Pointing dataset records
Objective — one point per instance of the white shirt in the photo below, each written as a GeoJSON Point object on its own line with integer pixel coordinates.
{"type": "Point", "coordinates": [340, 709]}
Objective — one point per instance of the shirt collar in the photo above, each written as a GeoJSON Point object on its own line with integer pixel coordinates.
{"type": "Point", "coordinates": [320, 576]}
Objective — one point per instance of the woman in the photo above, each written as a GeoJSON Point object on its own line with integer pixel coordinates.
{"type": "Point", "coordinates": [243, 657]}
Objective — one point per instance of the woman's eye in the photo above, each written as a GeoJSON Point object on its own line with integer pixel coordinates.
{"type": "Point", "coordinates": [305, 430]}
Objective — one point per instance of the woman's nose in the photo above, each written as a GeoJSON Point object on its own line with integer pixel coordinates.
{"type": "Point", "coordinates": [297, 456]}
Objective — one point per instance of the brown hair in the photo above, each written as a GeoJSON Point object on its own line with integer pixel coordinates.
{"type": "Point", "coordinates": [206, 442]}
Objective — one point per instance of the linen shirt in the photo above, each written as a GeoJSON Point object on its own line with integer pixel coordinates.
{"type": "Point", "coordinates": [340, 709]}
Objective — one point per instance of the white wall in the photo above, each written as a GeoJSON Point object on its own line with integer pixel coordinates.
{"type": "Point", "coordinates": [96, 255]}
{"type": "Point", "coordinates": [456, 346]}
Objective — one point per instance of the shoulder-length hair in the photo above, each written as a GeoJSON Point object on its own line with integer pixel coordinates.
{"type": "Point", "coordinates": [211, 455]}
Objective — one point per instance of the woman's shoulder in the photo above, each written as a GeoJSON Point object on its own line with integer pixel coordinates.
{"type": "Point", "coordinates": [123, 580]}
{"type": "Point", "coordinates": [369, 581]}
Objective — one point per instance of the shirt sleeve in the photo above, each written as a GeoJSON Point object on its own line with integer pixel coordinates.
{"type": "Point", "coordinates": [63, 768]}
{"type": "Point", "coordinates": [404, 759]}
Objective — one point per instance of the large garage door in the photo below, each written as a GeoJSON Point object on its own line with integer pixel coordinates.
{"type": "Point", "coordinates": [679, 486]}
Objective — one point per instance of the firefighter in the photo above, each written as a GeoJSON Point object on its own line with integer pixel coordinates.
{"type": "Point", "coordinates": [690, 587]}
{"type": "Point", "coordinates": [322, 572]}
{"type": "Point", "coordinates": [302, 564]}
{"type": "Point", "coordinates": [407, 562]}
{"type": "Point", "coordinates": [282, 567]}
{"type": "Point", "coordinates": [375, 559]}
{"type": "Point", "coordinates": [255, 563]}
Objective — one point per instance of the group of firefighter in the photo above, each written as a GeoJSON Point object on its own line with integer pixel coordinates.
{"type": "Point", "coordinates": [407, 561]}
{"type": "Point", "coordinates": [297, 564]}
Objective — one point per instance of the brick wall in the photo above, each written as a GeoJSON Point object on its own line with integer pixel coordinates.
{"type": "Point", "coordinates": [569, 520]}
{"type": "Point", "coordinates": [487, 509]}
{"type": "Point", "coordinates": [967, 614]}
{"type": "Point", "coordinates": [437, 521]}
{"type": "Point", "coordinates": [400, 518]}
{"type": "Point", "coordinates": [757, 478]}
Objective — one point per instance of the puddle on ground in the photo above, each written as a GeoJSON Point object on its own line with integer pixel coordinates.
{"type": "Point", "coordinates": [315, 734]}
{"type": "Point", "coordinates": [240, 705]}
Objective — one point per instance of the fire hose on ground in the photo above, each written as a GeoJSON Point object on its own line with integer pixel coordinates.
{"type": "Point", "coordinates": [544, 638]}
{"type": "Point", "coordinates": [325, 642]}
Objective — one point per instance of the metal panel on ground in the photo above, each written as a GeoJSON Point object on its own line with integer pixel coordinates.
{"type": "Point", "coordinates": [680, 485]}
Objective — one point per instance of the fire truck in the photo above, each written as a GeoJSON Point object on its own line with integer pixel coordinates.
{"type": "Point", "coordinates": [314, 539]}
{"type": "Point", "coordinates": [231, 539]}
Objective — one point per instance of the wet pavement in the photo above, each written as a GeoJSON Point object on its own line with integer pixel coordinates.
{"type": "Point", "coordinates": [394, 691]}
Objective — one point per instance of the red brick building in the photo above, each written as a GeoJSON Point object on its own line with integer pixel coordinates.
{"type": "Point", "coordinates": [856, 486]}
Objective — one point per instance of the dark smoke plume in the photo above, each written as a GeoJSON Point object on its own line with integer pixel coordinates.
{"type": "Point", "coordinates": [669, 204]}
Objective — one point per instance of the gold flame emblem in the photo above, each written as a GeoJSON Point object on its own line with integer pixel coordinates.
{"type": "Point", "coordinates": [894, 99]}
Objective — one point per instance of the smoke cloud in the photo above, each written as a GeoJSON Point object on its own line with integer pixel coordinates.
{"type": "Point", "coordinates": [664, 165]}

§ **SET TASK**
Write out every entry again, keeping each line exactly the same.

§ **SOLUTION TO THIS EXERCISE**
Objective — one point per instance of the white shirt in the photo below, each written as a GeoJSON Point object on its own line with integer pixel coordinates.
{"type": "Point", "coordinates": [340, 709]}
Objective — one point per instance of the shirt collar in the photo above, each written as a GeoJSON Point object on its own line with integer pixel coordinates.
{"type": "Point", "coordinates": [320, 576]}
Objective — one point per instance of the woman in the photo above, each written as a GeoJSON Point object on its own line with integer pixel coordinates.
{"type": "Point", "coordinates": [243, 657]}
Objective — one point per instance of the woman's eye in the photo above, each written as a GeoJSON Point object on its own line with integer pixel coordinates.
{"type": "Point", "coordinates": [305, 430]}
Objective — one point per instance of the woman's nose in the photo above, each written as a GeoJSON Point object on its own line with integer pixel coordinates.
{"type": "Point", "coordinates": [297, 456]}
Objective — one point per instance of the brown hair in the photo above, each written as a GeoJSON Point object on its own line with integer pixel coordinates.
{"type": "Point", "coordinates": [206, 442]}
Objective — one point per instance of the linen shirt in the photo above, each written as a GeoJSON Point object on its own line with integer pixel coordinates.
{"type": "Point", "coordinates": [340, 709]}
Objective — one point per instance of the white wall in the photo above, each written as a GeoJSON Point object on its own line with integer pixel coordinates.
{"type": "Point", "coordinates": [96, 255]}
{"type": "Point", "coordinates": [456, 346]}
Objective — one point per instance of the shoulder-length hair in the photo above, each written as a GeoJSON Point object on its own line with integer pixel coordinates.
{"type": "Point", "coordinates": [211, 455]}
Objective — one point per instance of the woman's shoulder in the photo above, each written as a GeoJSON Point object on its own line with integer pixel coordinates.
{"type": "Point", "coordinates": [123, 580]}
{"type": "Point", "coordinates": [369, 581]}
Objective — one point per instance of the shirt sleeve in the photo above, each written as a GeoJSON Point object on its own line with integer pixel coordinates.
{"type": "Point", "coordinates": [63, 768]}
{"type": "Point", "coordinates": [404, 759]}
Objective — one point per instance of the large garage door in the photo below, each written as a GeoJSON Point object on its own line with integer pixel coordinates.
{"type": "Point", "coordinates": [679, 486]}
Objective — one point per instance of the firefighter in the photo above, each written as a GeoJSON Point object on its own line with integer pixel coordinates.
{"type": "Point", "coordinates": [690, 587]}
{"type": "Point", "coordinates": [322, 572]}
{"type": "Point", "coordinates": [302, 564]}
{"type": "Point", "coordinates": [407, 562]}
{"type": "Point", "coordinates": [282, 567]}
{"type": "Point", "coordinates": [375, 559]}
{"type": "Point", "coordinates": [255, 563]}
Objective — one point per instance of the group of firefighter in the photo above, each written as a GeoJSON Point object on its own line with integer pixel coordinates.
{"type": "Point", "coordinates": [407, 561]}
{"type": "Point", "coordinates": [297, 564]}
Objective — one point per instance of the brick wall in the photo above, each written as a GeoJSON Point object on its own line with integer pixel coordinates.
{"type": "Point", "coordinates": [569, 520]}
{"type": "Point", "coordinates": [487, 509]}
{"type": "Point", "coordinates": [967, 614]}
{"type": "Point", "coordinates": [437, 521]}
{"type": "Point", "coordinates": [400, 518]}
{"type": "Point", "coordinates": [757, 478]}
Objective — one point per instance of the puddle on ground in the photo above, each written as a GeoJSON Point object on its own line with integer pixel coordinates.
{"type": "Point", "coordinates": [315, 734]}
{"type": "Point", "coordinates": [240, 705]}
Objective — one point per instance of the fire hose on ground in the photo above, each written as a GeoJSON Point object on its own line with integer pixel coordinates.
{"type": "Point", "coordinates": [544, 638]}
{"type": "Point", "coordinates": [325, 642]}
Objective — one point per instance of the metal panel on ground in the photo above, each written as a GeoJSON Point object on its own line with integer pixel coordinates.
{"type": "Point", "coordinates": [680, 485]}
Objective — one point per instance of the fire truck in the photo above, each written as a GeoJSON Point object on its own line with integer pixel coordinates.
{"type": "Point", "coordinates": [314, 539]}
{"type": "Point", "coordinates": [231, 539]}
Objective — one point per instance of the wet pavement in the photo above, each written as a GeoJSON Point object on its own line with integer pixel coordinates.
{"type": "Point", "coordinates": [394, 691]}
Objective — one point per instance of the red brick building in the photo above, each written as a GeoJSON Point object on its own line with integer pixel coordinates.
{"type": "Point", "coordinates": [856, 486]}
Objective — one point per instance of the dark smoke plume in the photo above, each written as a GeoJSON Point object on its own line with integer pixel coordinates.
{"type": "Point", "coordinates": [669, 204]}
Objective — one point per instance of the gold flame emblem in the photo above, each written as a GeoJSON Point object on its own line with integer pixel coordinates.
{"type": "Point", "coordinates": [894, 99]}
Objective — one point per instance of the smoke cloud in the photo above, each written as a GeoJSON Point object on its own line with integer pixel coordinates.
{"type": "Point", "coordinates": [664, 165]}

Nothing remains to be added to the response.